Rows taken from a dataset
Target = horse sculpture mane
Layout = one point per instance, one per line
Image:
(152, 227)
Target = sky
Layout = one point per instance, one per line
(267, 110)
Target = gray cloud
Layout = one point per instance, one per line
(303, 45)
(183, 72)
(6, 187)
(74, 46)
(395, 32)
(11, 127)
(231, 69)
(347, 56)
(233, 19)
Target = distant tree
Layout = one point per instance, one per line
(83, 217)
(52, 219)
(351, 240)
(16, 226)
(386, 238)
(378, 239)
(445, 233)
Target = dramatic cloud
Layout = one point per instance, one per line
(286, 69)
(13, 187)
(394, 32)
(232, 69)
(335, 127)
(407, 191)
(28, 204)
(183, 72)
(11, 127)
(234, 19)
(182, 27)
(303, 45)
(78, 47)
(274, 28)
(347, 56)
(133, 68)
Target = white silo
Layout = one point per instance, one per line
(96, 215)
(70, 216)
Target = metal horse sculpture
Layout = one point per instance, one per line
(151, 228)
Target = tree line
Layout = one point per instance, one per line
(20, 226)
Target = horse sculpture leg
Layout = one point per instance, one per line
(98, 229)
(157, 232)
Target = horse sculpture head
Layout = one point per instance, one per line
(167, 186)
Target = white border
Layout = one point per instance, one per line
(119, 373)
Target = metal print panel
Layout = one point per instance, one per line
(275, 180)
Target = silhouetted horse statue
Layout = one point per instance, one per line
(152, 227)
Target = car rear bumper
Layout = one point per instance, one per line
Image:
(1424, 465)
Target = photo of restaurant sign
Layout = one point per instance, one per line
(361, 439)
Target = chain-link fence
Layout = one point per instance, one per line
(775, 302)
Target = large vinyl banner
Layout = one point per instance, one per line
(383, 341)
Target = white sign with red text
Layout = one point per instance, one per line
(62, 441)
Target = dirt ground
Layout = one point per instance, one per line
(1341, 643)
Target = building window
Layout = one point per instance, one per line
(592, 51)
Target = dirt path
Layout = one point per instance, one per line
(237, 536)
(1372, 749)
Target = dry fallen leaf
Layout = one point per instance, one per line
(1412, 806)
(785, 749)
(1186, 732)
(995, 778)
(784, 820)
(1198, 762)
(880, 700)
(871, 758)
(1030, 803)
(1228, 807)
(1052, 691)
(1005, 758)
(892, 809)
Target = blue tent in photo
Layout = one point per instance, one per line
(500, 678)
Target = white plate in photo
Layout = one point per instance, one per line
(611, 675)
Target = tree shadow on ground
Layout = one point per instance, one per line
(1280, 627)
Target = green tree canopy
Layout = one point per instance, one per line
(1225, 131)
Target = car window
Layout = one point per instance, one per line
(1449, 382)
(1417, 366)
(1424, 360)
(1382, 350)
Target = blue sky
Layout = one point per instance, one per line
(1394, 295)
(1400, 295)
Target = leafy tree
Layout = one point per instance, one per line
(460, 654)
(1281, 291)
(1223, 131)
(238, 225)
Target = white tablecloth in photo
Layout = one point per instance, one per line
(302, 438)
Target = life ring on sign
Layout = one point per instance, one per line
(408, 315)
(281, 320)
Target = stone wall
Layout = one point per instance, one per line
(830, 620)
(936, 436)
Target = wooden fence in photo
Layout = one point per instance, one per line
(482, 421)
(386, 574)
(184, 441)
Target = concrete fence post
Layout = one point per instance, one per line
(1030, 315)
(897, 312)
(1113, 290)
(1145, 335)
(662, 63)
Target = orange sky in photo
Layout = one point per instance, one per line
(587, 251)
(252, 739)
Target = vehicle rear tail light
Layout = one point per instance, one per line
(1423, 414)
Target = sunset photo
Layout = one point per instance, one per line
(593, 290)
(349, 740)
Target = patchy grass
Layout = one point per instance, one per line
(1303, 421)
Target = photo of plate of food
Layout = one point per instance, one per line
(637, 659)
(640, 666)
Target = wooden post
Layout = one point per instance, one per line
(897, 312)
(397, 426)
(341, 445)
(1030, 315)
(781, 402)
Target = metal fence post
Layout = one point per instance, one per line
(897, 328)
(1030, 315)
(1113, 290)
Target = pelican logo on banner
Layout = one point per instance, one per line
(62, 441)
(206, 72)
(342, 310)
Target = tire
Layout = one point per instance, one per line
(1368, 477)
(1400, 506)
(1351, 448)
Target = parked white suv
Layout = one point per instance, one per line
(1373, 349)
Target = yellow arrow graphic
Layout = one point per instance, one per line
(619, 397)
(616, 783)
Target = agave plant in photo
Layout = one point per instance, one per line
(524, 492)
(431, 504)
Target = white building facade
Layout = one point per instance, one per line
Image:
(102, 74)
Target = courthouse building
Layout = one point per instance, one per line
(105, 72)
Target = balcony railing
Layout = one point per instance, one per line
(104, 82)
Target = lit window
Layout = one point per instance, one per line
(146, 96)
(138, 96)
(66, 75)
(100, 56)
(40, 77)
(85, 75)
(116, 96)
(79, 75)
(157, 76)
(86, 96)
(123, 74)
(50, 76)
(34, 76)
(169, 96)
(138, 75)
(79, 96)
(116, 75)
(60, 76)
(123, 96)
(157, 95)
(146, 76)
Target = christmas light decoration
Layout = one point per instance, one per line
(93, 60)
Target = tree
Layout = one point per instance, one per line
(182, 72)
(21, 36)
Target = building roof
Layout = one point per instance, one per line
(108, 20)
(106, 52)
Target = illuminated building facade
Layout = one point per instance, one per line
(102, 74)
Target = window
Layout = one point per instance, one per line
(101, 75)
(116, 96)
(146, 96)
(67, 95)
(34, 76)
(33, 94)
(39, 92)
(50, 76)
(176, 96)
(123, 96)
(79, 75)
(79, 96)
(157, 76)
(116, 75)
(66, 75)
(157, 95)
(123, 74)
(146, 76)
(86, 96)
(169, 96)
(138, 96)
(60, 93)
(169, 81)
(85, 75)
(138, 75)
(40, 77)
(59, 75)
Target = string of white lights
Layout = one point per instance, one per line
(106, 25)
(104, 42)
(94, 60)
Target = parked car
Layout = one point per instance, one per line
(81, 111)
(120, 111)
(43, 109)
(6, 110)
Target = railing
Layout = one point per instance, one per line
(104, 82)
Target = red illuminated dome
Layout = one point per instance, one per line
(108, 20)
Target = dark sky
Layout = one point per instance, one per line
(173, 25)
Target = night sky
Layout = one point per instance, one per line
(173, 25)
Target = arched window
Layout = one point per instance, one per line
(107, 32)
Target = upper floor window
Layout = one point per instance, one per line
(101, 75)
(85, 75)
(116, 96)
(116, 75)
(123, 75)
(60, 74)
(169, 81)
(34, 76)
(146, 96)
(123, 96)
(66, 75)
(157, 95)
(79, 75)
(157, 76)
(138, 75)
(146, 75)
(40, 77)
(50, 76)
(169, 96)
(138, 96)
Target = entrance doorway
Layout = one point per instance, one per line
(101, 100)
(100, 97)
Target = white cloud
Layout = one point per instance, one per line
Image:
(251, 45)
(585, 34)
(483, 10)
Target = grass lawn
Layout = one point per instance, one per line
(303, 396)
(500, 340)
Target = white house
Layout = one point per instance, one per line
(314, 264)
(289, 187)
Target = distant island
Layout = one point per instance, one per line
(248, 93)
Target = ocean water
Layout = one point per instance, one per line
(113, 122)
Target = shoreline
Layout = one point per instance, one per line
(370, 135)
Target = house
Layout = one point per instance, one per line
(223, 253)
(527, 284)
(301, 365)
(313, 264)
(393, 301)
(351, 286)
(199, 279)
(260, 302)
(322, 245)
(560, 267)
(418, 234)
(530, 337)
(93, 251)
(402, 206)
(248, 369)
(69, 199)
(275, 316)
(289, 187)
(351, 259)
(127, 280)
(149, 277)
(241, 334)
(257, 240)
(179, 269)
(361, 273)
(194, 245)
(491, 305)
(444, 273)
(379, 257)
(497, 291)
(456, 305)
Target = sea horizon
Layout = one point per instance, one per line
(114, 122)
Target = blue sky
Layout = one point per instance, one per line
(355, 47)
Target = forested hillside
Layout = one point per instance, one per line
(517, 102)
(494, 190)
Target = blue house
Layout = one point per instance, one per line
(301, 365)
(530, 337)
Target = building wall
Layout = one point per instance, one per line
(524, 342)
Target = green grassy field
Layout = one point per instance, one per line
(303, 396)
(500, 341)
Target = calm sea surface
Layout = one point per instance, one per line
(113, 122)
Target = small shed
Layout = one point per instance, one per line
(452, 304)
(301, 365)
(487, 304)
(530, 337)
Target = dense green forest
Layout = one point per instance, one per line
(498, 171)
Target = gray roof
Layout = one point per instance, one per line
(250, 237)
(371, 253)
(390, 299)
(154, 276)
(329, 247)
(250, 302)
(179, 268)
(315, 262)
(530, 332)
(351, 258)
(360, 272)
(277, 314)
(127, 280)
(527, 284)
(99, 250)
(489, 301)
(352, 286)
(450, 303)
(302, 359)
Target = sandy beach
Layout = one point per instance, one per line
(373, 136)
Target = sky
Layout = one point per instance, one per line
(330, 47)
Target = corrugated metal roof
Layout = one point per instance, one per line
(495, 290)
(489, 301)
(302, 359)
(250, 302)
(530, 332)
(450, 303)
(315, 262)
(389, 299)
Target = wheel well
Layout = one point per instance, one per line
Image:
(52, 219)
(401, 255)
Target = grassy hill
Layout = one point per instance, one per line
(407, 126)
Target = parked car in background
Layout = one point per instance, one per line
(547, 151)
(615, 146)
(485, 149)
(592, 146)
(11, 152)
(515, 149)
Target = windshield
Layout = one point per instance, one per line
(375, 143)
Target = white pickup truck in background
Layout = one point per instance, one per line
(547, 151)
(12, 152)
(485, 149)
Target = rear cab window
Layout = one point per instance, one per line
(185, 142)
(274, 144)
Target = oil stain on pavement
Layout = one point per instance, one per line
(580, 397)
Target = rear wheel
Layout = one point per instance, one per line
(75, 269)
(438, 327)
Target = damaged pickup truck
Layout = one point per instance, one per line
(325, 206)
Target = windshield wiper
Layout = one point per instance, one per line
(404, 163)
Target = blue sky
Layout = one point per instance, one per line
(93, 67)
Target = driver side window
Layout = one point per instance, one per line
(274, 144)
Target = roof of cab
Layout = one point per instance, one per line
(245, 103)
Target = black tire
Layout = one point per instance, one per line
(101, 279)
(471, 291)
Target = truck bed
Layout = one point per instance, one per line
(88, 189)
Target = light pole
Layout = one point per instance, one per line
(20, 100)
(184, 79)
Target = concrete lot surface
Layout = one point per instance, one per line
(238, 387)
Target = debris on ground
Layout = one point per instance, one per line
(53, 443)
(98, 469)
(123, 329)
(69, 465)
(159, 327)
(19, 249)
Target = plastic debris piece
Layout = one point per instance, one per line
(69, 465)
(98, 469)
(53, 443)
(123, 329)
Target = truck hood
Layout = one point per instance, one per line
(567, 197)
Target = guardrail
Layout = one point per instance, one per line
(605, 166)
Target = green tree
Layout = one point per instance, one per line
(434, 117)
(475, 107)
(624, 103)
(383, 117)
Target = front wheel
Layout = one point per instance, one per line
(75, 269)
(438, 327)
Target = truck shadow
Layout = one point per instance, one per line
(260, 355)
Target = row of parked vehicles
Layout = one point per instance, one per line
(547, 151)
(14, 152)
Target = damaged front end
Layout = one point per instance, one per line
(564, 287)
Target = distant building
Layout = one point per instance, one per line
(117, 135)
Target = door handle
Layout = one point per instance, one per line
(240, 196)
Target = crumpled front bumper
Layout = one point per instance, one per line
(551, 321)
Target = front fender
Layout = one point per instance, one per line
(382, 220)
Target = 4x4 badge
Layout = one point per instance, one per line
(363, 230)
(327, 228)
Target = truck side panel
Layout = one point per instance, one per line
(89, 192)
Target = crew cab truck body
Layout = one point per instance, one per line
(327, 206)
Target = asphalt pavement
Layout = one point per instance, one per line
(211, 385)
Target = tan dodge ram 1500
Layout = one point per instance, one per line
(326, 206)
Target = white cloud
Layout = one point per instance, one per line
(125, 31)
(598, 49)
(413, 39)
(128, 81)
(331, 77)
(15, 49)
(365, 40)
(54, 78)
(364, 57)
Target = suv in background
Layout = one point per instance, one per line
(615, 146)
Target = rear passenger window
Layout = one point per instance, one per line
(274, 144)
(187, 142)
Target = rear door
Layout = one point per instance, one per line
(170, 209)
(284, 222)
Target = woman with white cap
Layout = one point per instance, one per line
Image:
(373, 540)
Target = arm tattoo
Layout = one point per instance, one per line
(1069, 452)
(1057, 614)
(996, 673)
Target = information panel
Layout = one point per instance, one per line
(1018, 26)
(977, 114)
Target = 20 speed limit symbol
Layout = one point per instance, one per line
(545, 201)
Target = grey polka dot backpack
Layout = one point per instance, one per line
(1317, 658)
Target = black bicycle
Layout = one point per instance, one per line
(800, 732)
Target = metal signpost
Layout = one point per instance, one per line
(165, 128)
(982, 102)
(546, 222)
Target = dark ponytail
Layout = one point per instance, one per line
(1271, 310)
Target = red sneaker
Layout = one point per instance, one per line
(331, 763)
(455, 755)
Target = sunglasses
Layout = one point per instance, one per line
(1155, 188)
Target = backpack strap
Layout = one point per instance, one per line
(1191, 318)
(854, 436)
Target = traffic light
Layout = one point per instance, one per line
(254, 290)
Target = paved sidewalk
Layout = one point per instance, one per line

## Stated problem
Reproduce verbatim the lines of the records starting at the line containing "Target = sunset photo" and ending at the line containing "(1373, 349)", with both of those lines included.

## Full solution
Target = sunset photo
Layout = one point per instance, one per line
(593, 290)
(349, 740)
Target = patchy grass
Layout = one point per instance, one per line
(1303, 421)
Target = photo of plate of food
Layout = one point per instance, one per line
(637, 659)
(640, 666)
Target = wooden post
Layout = one point per instance, one per line
(897, 312)
(397, 426)
(341, 445)
(1030, 315)
(781, 402)
Target = metal fence post
Layout = one point per instance, one per line
(897, 328)
(1030, 315)
(1113, 290)
Target = pelican logo on banner
Layout = one point per instance, one per line
(62, 441)
(206, 72)
(342, 310)
Target = tire
Layout = one point per instance, one per line
(1368, 477)
(1400, 506)
(1351, 448)
Target = parked white suv
Layout = one point per instance, one per line
(1373, 349)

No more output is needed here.